> _GIVEN TEXT_
*****
LONDON (Reuters) - Drugmaker GlaxoSmithKline (GSK.L) - hit by bribery claims in five countries - is to employ hundreds more doctors as members of staff as it seeks to build a new sales model designed to eliminate sharp marketing practices.
Following a decision to cut commercial ties with outside doctors, GSK expects to increase its in-house team of physicians by 10-20 percent over the next year or so from around 1,500 at present, Chief Medical Officer James Shannon told Reuters.
Leaders of Britain’s biggest drugmaker believe they have a blueprint that will put GSK ahead of rivals when it comes to ethical behaviour - but the company keeps getting knocked back by allegations of past corrupt practices.
GSK is now investigating claims that bribes were paid to doctors in Poland, Iraq, Jordan and Lebanon, following a much larger case of alleged bribery in China.
Chinese authorities in July accused GSK of funnelling up to 3 billion yuan (287 million pounds) to doctors and officials to encourage them to use its medicines in a case that the company has described as “shameful”.
*****
> _RECORDS PROVIDED_
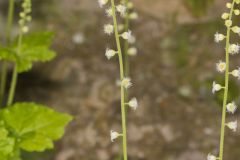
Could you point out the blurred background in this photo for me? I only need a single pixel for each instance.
(178, 117)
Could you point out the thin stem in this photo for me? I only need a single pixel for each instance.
(15, 74)
(8, 40)
(225, 98)
(126, 44)
(10, 20)
(120, 57)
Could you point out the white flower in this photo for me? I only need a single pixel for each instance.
(237, 12)
(133, 15)
(130, 5)
(216, 87)
(126, 82)
(110, 53)
(236, 73)
(218, 37)
(78, 38)
(126, 35)
(25, 29)
(120, 27)
(132, 39)
(133, 103)
(225, 15)
(234, 49)
(109, 12)
(108, 29)
(236, 29)
(221, 66)
(232, 125)
(121, 9)
(229, 5)
(231, 107)
(228, 23)
(211, 157)
(102, 2)
(132, 51)
(114, 135)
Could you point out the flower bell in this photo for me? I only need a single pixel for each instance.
(232, 126)
(216, 87)
(133, 103)
(231, 107)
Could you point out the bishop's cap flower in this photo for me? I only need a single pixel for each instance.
(221, 66)
(232, 125)
(108, 29)
(211, 157)
(126, 82)
(231, 107)
(133, 103)
(216, 87)
(114, 135)
(219, 37)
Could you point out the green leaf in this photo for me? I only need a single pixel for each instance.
(6, 144)
(36, 125)
(34, 48)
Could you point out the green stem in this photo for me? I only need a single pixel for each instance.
(8, 40)
(225, 98)
(124, 128)
(13, 86)
(15, 74)
(126, 44)
(10, 20)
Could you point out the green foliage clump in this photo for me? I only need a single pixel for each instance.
(34, 48)
(198, 7)
(29, 127)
*****
> _ABOUT THIS EXERCISE_
Using the news report on GlaxoSmithKline, explain in one to three sentences why the company plans to grow its in-house team of physicians.

> _RESULT OF THIS TASK_
GSK is hiring more staff doctors because it decided to cut commercial ties with outside doctors and is building a new sales model meant to eliminate sharp marketing practices. It expects the team of around 1,500 to grow by 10-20 percent over the next year or so.